Remembering Emily Bissell in Honor of Women's History Month
As the American Lung Association celebrates Women's History Month this March, we remember the legacy and accomplishments of one woman who was a pioneering public health hero – Emily Bissell.
Emily was a lifelong activist and social worker, best known for her groundbreaking work in fundraising for tuberculosis (TB). At the turn of the 20th century, tuberculous – also known as consumption – was the leading cause of death in the U.S. Despite the devastation caused by the disease, TB sanatoriums across the country only had the resources to care for a few patients at a time.
In 1907, Emily took action to help her cousin – a physician at a small sanatorium in the woods of Delaware. With the hopes of raising $300 to keep its doors open, she launched the Christmas Seals campaign.
Emily and a team of volunteers designed the holiday stamp and set out to raise money by collecting a high volume of small donations. Selling the stamps at a penny apiece, they successfully raised $3,000 for the fight against TB in the first year alone. By 1916, Christmas Seals had raised more than $1 million, all through donations of $1 or less.
The seals soon became a symbolic way for others to show their support for lung health.
In 1944, the world saw the first ever effective drug treatment for TB - streptomycin. Shortly after, in 1950, with the research funding from the American Lung Association Dr. Edith Lincoln found isoniazid and prevented the further spread of infection when given to household members of TB patients. By that time, the disease went from being one of the leadings cause of death in North American and Europe for nearly two centuries, to number seven.
A poem was also included with the
purchase of Christmas Seals:
"Put this stamp with message bright
On every Christmas letter;
Help the tuberculosis fight,
And make the New Year better.

[Point localization listing]
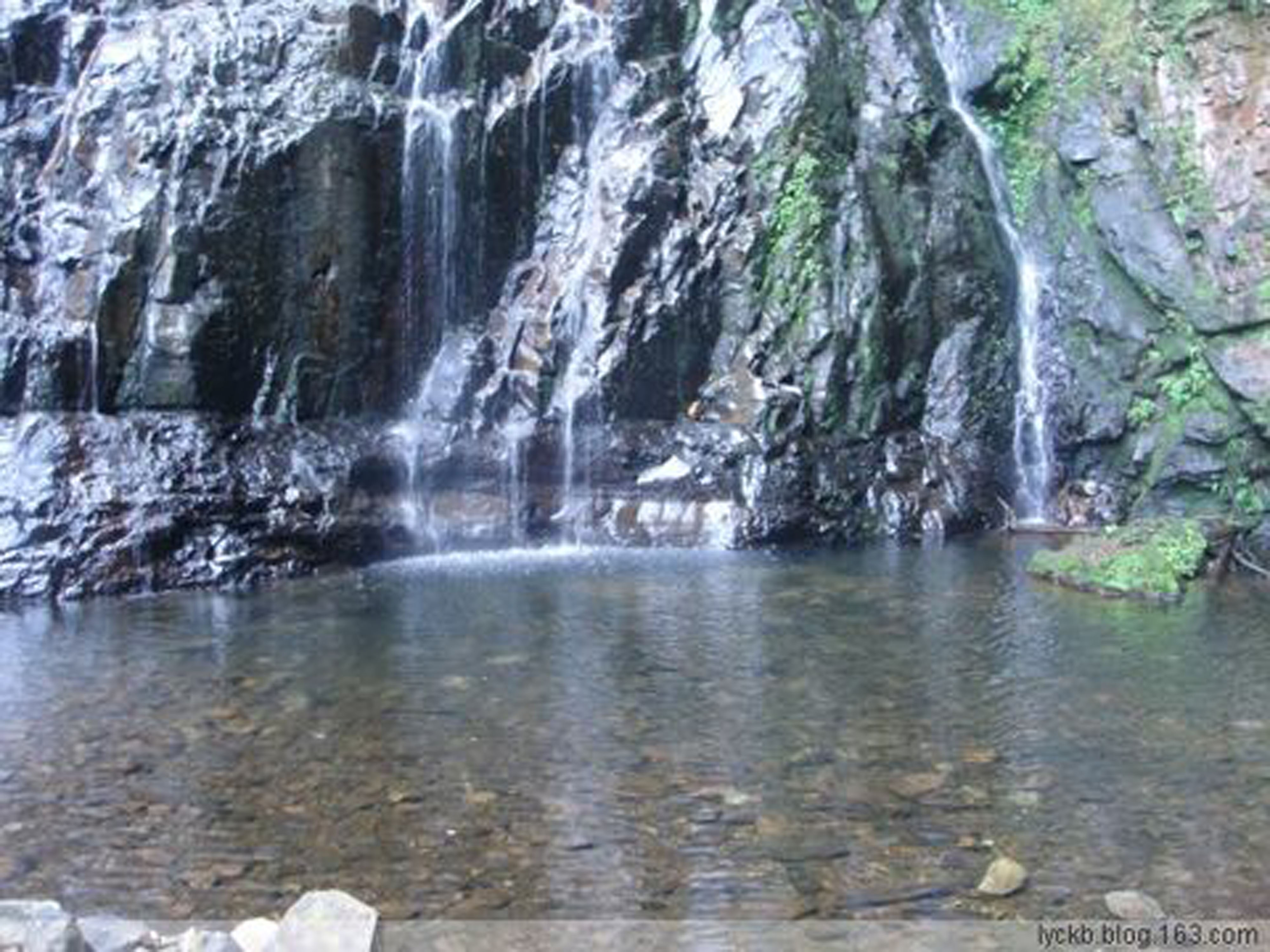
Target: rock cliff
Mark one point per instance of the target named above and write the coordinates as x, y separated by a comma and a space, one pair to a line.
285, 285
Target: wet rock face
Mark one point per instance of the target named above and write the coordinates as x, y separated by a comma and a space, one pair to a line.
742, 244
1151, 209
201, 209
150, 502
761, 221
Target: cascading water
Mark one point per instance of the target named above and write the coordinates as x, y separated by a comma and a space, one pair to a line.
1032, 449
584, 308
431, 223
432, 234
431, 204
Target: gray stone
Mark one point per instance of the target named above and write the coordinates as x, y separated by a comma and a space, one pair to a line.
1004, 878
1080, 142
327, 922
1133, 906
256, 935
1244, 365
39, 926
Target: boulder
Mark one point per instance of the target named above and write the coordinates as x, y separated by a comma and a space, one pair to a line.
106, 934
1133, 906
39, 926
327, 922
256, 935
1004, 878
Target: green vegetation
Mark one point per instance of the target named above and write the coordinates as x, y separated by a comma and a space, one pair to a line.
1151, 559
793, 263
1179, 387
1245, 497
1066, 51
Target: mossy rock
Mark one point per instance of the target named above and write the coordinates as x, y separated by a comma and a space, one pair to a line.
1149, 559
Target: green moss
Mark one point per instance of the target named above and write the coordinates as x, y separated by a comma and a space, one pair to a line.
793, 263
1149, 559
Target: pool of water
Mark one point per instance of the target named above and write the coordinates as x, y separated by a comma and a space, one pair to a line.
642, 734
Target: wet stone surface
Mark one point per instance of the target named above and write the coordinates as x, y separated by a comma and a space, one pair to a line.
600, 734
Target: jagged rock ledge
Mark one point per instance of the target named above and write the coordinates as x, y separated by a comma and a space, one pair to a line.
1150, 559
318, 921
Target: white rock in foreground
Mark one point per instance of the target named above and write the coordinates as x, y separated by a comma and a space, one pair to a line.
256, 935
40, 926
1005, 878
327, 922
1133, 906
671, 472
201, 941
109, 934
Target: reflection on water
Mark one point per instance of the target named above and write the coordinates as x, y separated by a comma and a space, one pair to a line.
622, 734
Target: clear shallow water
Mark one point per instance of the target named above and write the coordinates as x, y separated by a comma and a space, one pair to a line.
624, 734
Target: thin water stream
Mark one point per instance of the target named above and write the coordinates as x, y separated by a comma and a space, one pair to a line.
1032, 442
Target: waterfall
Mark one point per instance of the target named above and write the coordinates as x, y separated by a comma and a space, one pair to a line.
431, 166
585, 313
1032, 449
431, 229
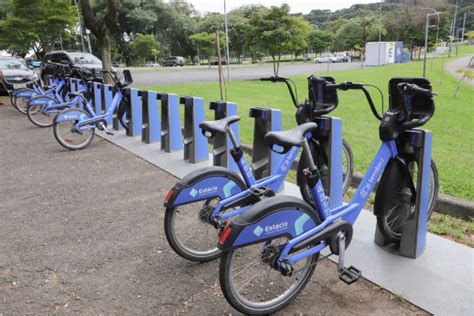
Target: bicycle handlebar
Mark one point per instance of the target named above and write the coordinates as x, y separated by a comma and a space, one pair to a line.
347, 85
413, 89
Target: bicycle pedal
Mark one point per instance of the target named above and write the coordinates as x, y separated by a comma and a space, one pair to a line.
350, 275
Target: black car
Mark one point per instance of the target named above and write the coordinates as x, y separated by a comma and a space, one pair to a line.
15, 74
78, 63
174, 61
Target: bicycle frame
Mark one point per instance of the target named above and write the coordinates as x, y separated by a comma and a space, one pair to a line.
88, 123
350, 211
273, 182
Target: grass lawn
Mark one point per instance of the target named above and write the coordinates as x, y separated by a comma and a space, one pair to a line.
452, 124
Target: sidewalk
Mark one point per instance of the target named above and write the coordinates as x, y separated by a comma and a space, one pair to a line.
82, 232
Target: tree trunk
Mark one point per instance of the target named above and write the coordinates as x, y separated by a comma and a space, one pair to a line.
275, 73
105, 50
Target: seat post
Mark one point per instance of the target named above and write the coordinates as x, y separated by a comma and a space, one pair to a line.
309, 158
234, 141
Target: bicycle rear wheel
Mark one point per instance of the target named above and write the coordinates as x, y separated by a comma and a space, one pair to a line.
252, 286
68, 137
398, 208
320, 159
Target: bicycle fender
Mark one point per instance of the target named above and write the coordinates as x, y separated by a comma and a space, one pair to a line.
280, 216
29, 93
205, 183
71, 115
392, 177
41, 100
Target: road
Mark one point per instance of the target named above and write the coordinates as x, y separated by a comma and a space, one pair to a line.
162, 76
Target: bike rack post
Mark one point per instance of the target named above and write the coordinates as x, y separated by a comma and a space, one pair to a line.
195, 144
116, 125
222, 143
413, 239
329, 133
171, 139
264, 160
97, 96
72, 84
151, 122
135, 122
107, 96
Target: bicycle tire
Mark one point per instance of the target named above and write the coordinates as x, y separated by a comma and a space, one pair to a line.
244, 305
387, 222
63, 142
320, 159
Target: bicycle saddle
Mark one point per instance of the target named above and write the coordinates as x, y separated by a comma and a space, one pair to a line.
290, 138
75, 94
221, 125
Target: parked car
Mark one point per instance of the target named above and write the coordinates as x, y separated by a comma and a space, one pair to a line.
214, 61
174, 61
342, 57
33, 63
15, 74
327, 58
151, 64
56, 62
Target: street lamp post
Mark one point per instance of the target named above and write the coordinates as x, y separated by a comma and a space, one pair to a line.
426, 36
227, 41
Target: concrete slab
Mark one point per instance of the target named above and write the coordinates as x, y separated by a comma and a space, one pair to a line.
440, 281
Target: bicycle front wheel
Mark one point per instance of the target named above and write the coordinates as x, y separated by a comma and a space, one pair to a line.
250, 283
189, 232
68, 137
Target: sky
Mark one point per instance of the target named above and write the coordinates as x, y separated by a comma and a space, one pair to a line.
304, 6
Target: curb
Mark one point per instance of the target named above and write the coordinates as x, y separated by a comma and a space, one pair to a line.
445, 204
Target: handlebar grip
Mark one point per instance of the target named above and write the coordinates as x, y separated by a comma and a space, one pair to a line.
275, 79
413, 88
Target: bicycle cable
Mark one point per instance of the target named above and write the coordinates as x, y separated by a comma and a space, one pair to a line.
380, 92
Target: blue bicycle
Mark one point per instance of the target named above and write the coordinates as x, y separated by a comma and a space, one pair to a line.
...
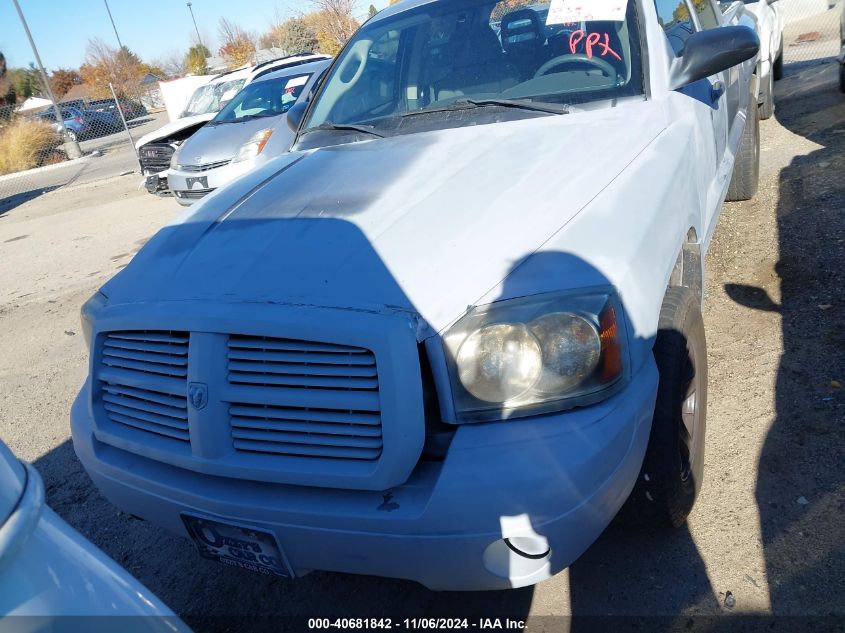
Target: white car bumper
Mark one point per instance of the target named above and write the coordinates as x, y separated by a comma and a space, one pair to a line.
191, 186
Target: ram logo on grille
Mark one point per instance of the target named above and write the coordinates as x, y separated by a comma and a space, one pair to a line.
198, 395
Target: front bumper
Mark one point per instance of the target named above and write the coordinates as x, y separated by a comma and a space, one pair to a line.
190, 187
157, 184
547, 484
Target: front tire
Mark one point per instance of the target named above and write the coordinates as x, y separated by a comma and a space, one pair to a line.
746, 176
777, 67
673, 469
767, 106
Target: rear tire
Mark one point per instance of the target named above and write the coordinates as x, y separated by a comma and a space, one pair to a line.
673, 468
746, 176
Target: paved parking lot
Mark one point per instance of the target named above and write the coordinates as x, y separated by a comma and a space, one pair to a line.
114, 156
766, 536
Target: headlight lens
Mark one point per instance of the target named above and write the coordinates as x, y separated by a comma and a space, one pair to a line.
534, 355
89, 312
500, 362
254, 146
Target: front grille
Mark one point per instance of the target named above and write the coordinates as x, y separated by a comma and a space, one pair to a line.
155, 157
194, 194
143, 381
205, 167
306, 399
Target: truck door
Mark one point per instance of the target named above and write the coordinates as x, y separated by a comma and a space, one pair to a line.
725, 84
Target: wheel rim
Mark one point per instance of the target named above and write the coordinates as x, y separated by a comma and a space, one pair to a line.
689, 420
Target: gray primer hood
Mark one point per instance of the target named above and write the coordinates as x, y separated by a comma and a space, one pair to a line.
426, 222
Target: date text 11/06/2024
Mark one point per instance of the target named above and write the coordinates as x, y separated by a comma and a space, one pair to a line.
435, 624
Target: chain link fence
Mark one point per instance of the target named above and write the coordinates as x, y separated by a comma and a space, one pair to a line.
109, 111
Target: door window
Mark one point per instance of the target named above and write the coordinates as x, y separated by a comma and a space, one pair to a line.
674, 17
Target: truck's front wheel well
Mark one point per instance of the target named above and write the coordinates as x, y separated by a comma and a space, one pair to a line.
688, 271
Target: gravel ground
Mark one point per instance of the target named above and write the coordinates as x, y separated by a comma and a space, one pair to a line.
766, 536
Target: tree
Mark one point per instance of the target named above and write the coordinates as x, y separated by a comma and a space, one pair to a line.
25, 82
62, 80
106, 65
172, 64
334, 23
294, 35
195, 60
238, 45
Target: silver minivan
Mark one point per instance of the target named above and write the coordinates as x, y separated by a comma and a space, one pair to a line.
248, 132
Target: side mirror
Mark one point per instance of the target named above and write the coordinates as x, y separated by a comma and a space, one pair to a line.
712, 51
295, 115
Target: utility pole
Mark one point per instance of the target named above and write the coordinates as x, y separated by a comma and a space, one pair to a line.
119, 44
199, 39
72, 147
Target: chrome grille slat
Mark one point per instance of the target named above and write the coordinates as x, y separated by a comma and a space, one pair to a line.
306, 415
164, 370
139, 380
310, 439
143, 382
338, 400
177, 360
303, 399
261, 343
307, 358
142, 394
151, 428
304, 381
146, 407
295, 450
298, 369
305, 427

What to do =
a - According to the Emily Bissell tribute, how much money did the Christmas Seals campaign raise in its first year?
b - Continue the Emily Bissell tribute, starting after its last line.

Answers below =
a - $3,000

b -
These stamps do not carry any kind of mail
but any kind of mail will carry them."
Throughout the next several decades, and until her death in 1948, Emily continued her advocacy for lung health and served as an active leader of the Christmas Seals campaign. Her grassroots activism provided a blueprint for strategic cause campaigns, empowering citizens to address public health threats by partnering with organizations to advance awareness and drive research funding. Since its inception, similar campaigns have been found success in public support, including the American Lung Association's LUNG FORCE initiative, which raises both awareness and funds on behalf of those affected by lung cancer – the leading cause of cancer deaths in both women and men.
Emily's legacy lives on through the American Lung Association Legacy Society in which donors recognize the American Lung Association in their Estate Plans. Additionally, the American Lung Association continues to pursue Christmas Seals' mission each holiday season with a new seal design every year.
Today, the fight for healthy lungs is more important than ever as the battle against dangerous air pollution and lung disease endures. While TB is now largely controlled in the U.S., it remains a global health issue. The American Lung Association continues its work to raise awareness and funding for tuberculosis research. With the help of history makers like Emily Bissell, anyone can support the American Lung Association in its crucial mission for world free of lung disease.